* [TASK DIRECTIONS] Will you write out all the entries below exactly?

Referring expression pointing data:
#####

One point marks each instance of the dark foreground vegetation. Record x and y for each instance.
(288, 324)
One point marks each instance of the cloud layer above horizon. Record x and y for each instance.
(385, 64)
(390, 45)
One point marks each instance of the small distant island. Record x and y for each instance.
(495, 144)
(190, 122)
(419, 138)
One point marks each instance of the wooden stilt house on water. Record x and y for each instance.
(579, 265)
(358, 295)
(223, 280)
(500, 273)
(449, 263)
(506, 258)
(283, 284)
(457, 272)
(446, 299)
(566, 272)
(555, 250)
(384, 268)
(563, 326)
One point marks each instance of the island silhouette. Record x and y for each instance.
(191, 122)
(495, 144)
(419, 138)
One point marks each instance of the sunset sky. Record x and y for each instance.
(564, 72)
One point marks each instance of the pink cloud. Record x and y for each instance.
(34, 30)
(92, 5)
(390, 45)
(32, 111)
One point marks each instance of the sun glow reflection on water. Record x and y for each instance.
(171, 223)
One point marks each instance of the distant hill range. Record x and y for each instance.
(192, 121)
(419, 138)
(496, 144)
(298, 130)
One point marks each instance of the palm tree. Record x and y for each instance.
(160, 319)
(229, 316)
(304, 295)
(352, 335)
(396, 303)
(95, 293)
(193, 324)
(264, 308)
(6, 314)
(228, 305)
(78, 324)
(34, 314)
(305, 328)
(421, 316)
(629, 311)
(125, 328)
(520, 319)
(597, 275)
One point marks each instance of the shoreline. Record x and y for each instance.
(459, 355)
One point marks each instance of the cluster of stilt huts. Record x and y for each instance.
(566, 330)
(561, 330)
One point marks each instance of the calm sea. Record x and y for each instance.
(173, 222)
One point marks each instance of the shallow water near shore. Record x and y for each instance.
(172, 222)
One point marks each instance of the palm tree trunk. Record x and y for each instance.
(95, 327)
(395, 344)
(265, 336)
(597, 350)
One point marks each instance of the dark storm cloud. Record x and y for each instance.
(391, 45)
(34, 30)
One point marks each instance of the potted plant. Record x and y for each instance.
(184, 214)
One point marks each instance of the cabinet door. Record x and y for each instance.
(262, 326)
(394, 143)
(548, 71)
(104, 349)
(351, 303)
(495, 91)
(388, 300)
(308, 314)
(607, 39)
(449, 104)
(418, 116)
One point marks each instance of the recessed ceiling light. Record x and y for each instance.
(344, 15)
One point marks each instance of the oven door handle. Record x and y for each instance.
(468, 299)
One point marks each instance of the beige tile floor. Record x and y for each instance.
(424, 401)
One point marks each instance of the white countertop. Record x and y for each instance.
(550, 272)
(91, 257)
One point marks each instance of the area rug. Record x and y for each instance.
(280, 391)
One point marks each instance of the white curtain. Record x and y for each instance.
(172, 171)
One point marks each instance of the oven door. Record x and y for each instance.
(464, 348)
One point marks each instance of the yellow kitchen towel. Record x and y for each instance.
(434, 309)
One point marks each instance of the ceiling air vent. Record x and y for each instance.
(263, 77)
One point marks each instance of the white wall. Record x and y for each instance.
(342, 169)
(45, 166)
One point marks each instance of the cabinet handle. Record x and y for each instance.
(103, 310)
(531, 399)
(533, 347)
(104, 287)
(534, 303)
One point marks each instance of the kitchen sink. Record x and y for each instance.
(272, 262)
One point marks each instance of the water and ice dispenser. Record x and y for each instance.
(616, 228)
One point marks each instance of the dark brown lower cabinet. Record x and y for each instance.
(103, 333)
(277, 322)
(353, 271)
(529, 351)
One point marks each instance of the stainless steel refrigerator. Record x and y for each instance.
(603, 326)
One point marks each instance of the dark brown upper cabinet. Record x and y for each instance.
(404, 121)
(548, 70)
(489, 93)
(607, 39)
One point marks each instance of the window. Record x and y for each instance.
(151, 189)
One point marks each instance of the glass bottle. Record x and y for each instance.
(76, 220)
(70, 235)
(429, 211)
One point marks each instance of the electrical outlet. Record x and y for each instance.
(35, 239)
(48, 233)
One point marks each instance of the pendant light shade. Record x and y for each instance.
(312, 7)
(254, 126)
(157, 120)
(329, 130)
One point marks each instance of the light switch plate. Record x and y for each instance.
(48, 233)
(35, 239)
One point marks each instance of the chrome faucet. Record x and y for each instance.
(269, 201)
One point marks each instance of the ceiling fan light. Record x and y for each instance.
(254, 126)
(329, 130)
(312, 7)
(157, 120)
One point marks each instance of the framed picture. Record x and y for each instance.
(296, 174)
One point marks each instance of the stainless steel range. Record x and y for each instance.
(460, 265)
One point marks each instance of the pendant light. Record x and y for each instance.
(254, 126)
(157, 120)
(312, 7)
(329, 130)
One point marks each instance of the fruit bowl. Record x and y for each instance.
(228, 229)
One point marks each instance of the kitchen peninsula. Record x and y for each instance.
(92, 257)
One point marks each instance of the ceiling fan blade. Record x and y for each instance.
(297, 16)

#####

* [EXERCISE RESPONSE]
One point marks each instance of the dark foreground vegetation. Record x and y for each instance.
(288, 324)
One point marks each instance of the cloud layer above horizon. Record x and y for each instance.
(385, 64)
(390, 45)
One point marks each instance of the small distant island. Record x and y for each instance.
(495, 144)
(190, 122)
(419, 138)
One point marks each instance of the wooden stilt house on water. Record x and y for each instance.
(579, 265)
(358, 295)
(223, 280)
(500, 273)
(449, 263)
(506, 258)
(283, 284)
(457, 272)
(446, 299)
(566, 272)
(555, 250)
(384, 268)
(563, 326)
One point marks each instance of the island silhouette. Record x and y for each instance.
(191, 122)
(495, 144)
(419, 138)
One point marks each instance of the sunset sky. Record x and y for each instance.
(564, 72)
One point marks each instance of the pink cloud. Record x and y for each instance.
(34, 30)
(92, 5)
(390, 45)
(32, 111)
One point marks each instance of the sun glow reflection on water. Record x and y for each instance.
(171, 223)
One point marks each instance of the distant hill range. Record x and y for each instance.
(192, 121)
(419, 138)
(496, 144)
(298, 130)
One point marks each instance of the palm tree. Record x and y for each instance.
(160, 319)
(229, 316)
(304, 295)
(352, 335)
(396, 303)
(95, 293)
(193, 324)
(264, 308)
(6, 314)
(228, 305)
(78, 324)
(34, 314)
(305, 328)
(421, 316)
(629, 311)
(125, 328)
(520, 319)
(597, 275)
One point marks each instance of the shoreline. Record x and y for each instance.
(459, 355)
One point marks each instance of the cluster of stilt huts. Record x and y for each instance.
(566, 330)
(561, 330)
One point marks each instance of the calm sea. Record x and y for each instance.
(173, 222)
One point marks each instance of the shallow water near shore. Record x and y for each instance.
(172, 222)
One point marks each instance of the palm tree trunk. Record x and y for each instance.
(95, 327)
(395, 344)
(265, 336)
(597, 350)
One point marks each instance of the dark storm cloud. Record x and y for each instance.
(391, 45)
(34, 30)
One point marks each instance of the potted plant. Record x and y for each instance.
(184, 214)
One point marks each instance of the cabinet door. Record x and y for each instance.
(262, 326)
(394, 143)
(548, 71)
(104, 349)
(351, 303)
(495, 91)
(388, 300)
(308, 314)
(607, 39)
(449, 104)
(418, 116)
One point marks each instance of the recessed ceiling light. Record x and y for each instance.
(344, 15)
One point marks each instance of the oven door handle. Record x and y for each instance.
(468, 299)
One point marks each instance of the beige tile floor. Record x and y for each instance.
(424, 401)
One point marks each instance of the white countertop. Record x and y for each instance.
(550, 272)
(91, 257)
One point marks each instance of the area rug. Record x and y for each instance.
(280, 391)
One point marks each instance of the white curtain. Record x and y for each instance.
(172, 171)
One point marks each instance of the oven door. Record x and y for each instance.
(464, 348)
One point marks each instance of the yellow kitchen towel. Record x and y for each instance.
(434, 309)
One point marks each instance of the ceiling air vent. Record x and y for each instance.
(263, 77)
One point marks each instance of the white wall. Record x and y for each instance.
(342, 169)
(45, 166)
One point marks each instance of the cabinet handle. Record x and y for each instance.
(103, 310)
(531, 399)
(533, 347)
(104, 287)
(534, 303)
One point marks each instance of the kitchen sink. Record x and y for each instance.
(272, 262)
One point marks each instance of the water and ice dispenser. Record x and y for each instance.
(616, 228)
One point marks each instance of the dark brown lower cabinet. Record x and y for each instance.
(103, 333)
(277, 322)
(353, 271)
(529, 351)
One point marks each instance of the stainless steel refrigerator. Record x and y for each instance.
(603, 326)
One point marks each instance of the dark brown upper cabinet. Record x and y for each instance.
(404, 121)
(548, 70)
(489, 93)
(607, 39)
One point marks each instance of the window. Record x and y for each instance.
(151, 189)
One point marks each instance of the glass bottle. Record x and y for each instance.
(76, 220)
(70, 235)
(429, 211)
One point marks each instance of the electrical outlet. Record x and y for each instance.
(35, 239)
(48, 233)
One point marks each instance of the pendant light shade. Record x and y for each instance.
(312, 7)
(254, 126)
(157, 120)
(329, 130)
One point marks each instance of the light switch plate. Record x and y for each instance.
(48, 233)
(35, 239)
One point marks each instance of the chrome faucet. Record x and y for each instance.
(269, 201)
One point marks each instance of the ceiling fan light. Record x and y for each instance.
(254, 126)
(329, 130)
(312, 7)
(157, 120)
One point marks each instance of the framed picture. Record x and y for each instance.
(296, 174)
One point marks each instance of the stainless steel range. Record x and y for each instance.
(460, 265)
One point marks each instance of the pendant light. Record x and y for each instance.
(254, 126)
(157, 120)
(312, 7)
(329, 130)
One point marks each instance of the fruit bowl. Record x and y for each instance.
(228, 229)
One point marks each instance of the kitchen peninsula. Record x and y for each instance.
(92, 257)
One point marks each instance of the ceiling fan blade. Record x and y for each instance.
(297, 16)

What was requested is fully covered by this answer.